Tarefas a resolver =>
#1 Com base no texto sobre a Arca da Aliança, explique em uma a três frases por que não se deve ter medo de erguer os olhos ao céu para contemplar a Virgem Maria.
#2 No texto sobre a Arca da Aliança, qual frase é apresentada como a "fórmula da Aliança"?
#3 Prossiga o texto sobre a Arca da Aliança a partir da última frase apresentada.

Excerto do texto =>
=====

A Arca da Aliança era o sinal de que Deus escolhera Israel como sua particular propriedade, e que o povo aceitara essa eleição, comprometendo-se a não ter outro Deus, disponibilizando-se para ser a presença do Deus único no meio das nações. “Vós sereis o meu povo e Eu serei o vosso Deus”: essa era a “fórmula da Aliança” (Lev 26,12).

Depois da destruição do Templo de Jerusalém em 586 aC, a Arca foi perdida. Com ela, Israel vivia a percepção de ter sido abandonado por Deus: o seu pecado fora de tal forma grande que Deus esquecera o seu povo até ao dia em que chegasse o Messias. Procurando dar uma justificação para este desaparecimento, o II Livro dos Macabeus diz que “Por revelação divina, o profeta [Jeremias] tinha desejado fazer-se acompanhar pela Arca e pelo tabernáculo, logo que chegasse à montanha a que Moisés tinha subido para contemplar a herança de Deus. Chegado ao monte, Jeremias descobriu uma gruta ampla e nela mandou depositar a Arca, o tabernáculo e o altar dos perfumes, tapando, de seguida, a entrada. Alguns dos que o tinham acompanhado voltaram para marcar o caminho com sinais, mas não o conseguiram.

Quando Jeremias soube, repreendeu-os, dizendo-lhes: ‘Este lugar ficará desconhecido, até que Deus reúna o seu povo e use de misericórdia com ele” (2,4-7).

Relendo todas estas tradições judaicas, a Iª Leitura que escutámos apontava para uma nova e definitiva realidade: “O templo de Deus abriu-se no Céu e a arca da aliança foi vista no seu templo” (Ap 11,19a).

A partir do fim dos tempos, o Apóstolo S. João contempla — e convida-nos a contemplar — o verdadeiro Templo de Deus e a verdadeira Arca da Aliança, finalmente encontrada, qual sinal dos tempos definitivos: é a Virgem Maria. Ela transporta consigo e dá constantemente à luz a Cristo Salvador, o Deus connosco, no meio de nós, e, ao mesmo tempo, o Homem que cumpre em plenitude os mandamentos.

A verdadeira Arca da Aliança já não é um objecto de madeira mas “a Mulher” — ornada não com o ouro perecível mas com a vida resplandecente da maternidade; a Mulher cheia de beleza não tanto pela beleza da sua aparência física mas porque adornada com toda a espécie de virtudes; a Mulher sempre vitoriosa porque traz consigo o Messias, o Deus connosco, Jesus ressuscitado.

  1. Neste dia da Assunção de Nossa Senhora ao Céu, nesta Solenidade de Nossa Senhora do Monte, somos, também nós, convidados a contemplar a verdadeira e definitiva Arca da Aliança.

Não tenhamos medo de erguer os olhos ao céu para contemplar a Virgem Maria. Alguns, poderão acusar-nos de esquecer a realidade em que vivemos; dirão que o importante é olhar a terra que pisamos, para a transformar com o nosso idealismo, os nossos sonhos, a nossa vontade, as nossas forças. Esquecem que só descobrimos o exato valor do real quando o percebemos a partir da sua finalidade, da sua meta. O mesmo é dizer: quando dirigimos o nosso olhar para o Céu e nele descobrimos a verdadeira Arca da Aliança.

=====

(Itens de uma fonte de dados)
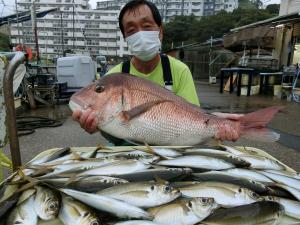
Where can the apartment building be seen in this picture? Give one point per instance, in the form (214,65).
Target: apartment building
(211,7)
(171,8)
(77,27)
(73,27)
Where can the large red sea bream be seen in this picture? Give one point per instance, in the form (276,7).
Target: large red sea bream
(139,110)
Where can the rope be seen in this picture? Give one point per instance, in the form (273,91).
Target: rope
(27,124)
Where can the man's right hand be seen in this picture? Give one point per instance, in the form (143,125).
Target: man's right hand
(87,120)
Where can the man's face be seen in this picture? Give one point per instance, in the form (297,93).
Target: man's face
(139,19)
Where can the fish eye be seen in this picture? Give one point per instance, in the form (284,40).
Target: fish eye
(85,214)
(204,200)
(167,188)
(99,88)
(52,206)
(254,195)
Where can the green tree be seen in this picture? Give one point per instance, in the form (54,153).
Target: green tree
(189,29)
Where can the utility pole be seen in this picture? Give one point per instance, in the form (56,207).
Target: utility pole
(17,13)
(62,33)
(34,31)
(73,28)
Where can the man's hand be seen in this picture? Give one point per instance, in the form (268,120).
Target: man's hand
(87,120)
(225,131)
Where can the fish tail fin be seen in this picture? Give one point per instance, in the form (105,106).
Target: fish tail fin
(254,125)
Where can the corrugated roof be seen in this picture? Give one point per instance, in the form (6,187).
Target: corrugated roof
(24,16)
(277,19)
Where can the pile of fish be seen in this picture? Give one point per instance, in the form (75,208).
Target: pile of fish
(149,185)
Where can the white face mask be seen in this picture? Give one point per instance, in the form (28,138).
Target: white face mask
(144,44)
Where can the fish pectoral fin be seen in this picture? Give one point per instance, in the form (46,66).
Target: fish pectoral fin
(126,116)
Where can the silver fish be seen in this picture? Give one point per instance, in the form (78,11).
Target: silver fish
(226,156)
(119,167)
(184,212)
(142,194)
(261,162)
(289,181)
(227,195)
(220,176)
(251,174)
(197,161)
(46,203)
(73,212)
(291,208)
(286,173)
(86,184)
(110,205)
(137,222)
(150,174)
(51,156)
(258,213)
(23,214)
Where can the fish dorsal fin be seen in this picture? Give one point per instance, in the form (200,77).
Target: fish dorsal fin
(137,194)
(158,180)
(139,110)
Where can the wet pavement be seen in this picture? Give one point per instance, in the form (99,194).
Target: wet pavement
(287,149)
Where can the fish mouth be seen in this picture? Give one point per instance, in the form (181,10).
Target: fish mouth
(76,105)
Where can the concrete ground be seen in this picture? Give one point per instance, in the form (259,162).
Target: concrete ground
(286,150)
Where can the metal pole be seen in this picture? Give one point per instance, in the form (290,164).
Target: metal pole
(73,28)
(62,34)
(10,109)
(34,30)
(17,13)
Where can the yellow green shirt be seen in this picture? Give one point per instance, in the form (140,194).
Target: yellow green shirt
(183,83)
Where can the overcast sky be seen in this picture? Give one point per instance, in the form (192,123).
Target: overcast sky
(8,7)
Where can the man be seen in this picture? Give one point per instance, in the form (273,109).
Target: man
(141,26)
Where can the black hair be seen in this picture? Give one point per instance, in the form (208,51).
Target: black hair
(131,5)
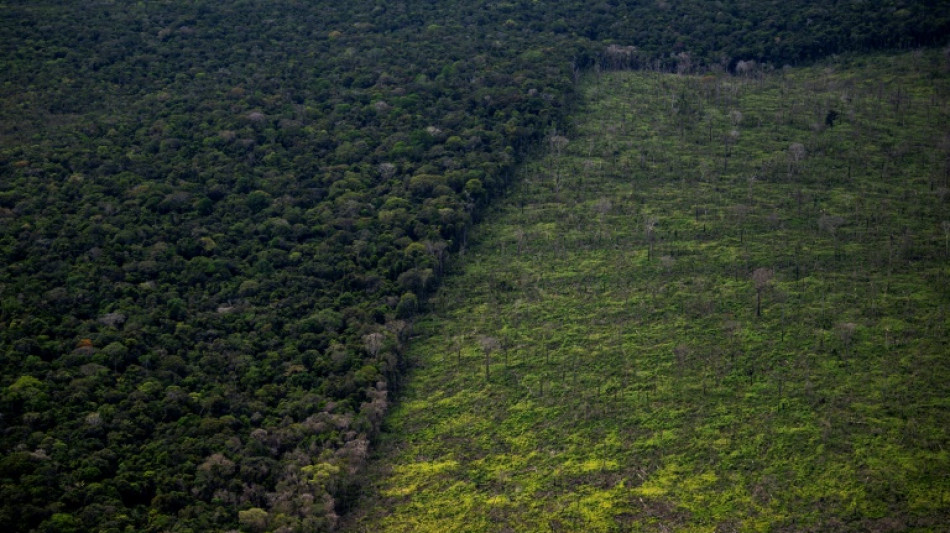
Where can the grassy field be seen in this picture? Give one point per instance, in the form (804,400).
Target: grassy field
(720,303)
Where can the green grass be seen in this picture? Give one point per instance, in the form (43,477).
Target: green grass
(630,384)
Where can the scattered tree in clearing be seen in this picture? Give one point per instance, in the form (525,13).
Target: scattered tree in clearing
(762,279)
(489,344)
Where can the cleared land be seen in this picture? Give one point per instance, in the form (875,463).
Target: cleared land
(719,304)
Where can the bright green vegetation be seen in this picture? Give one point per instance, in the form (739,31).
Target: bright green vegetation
(599,362)
(219,219)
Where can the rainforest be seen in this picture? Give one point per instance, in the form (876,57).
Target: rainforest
(474,266)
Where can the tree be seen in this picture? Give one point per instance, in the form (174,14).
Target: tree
(762,279)
(489,344)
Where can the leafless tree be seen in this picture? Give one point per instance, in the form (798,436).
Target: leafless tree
(489,344)
(373,342)
(762,279)
(796,154)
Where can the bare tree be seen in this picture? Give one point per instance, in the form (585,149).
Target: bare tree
(796,154)
(489,344)
(762,279)
(373,342)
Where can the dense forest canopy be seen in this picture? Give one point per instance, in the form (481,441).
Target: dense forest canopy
(217,220)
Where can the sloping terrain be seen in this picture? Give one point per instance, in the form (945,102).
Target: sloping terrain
(720,305)
(218,220)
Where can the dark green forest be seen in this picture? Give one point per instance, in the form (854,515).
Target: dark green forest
(218,221)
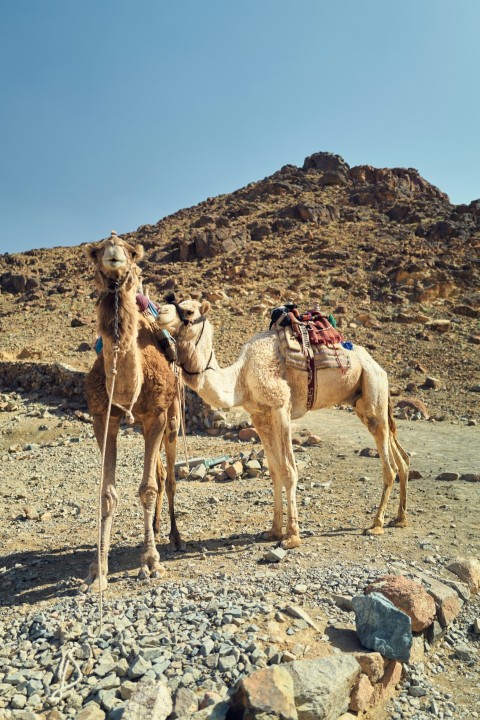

=====

Respostas por tarefa =>
#1 Porque só se descobre o exato valor do real quando ele é percebido a partir da sua finalidade, da sua meta. Isso acontece quando se dirige o olhar para o Céu e nele se descobre a verdadeira Arca da Aliança.

#2 "Vós sereis o meu povo e Eu serei o vosso Deus" (Lev 26,12).

#3
Não se trata, pois, de moldar a realidade a partir das nossas ideias e dos nossos sonhos. Essas ideologias humanas sempre se mostraram perigosas: foi assim no século passado, com os seus milhões de mortos, causados por ideologias que, precisamente, recusando-se a olhar para o Céu, negando a existência ou a importância de Deus, endeusavam a figura do líder, aniquilando a dignidade do ser humano.

Quando o Apóstolo nos convida a olhar para o Céu, não nos propõe a descoberta de uma ideia mas a contemplação de uma pessoa totalmente formada a partir de Cristo. Propõe-nos a contemplação de uma mulher (“a Mulher” por antonomásia); propõe-nos a contemplação da Mãe que é Maria de Nazaré.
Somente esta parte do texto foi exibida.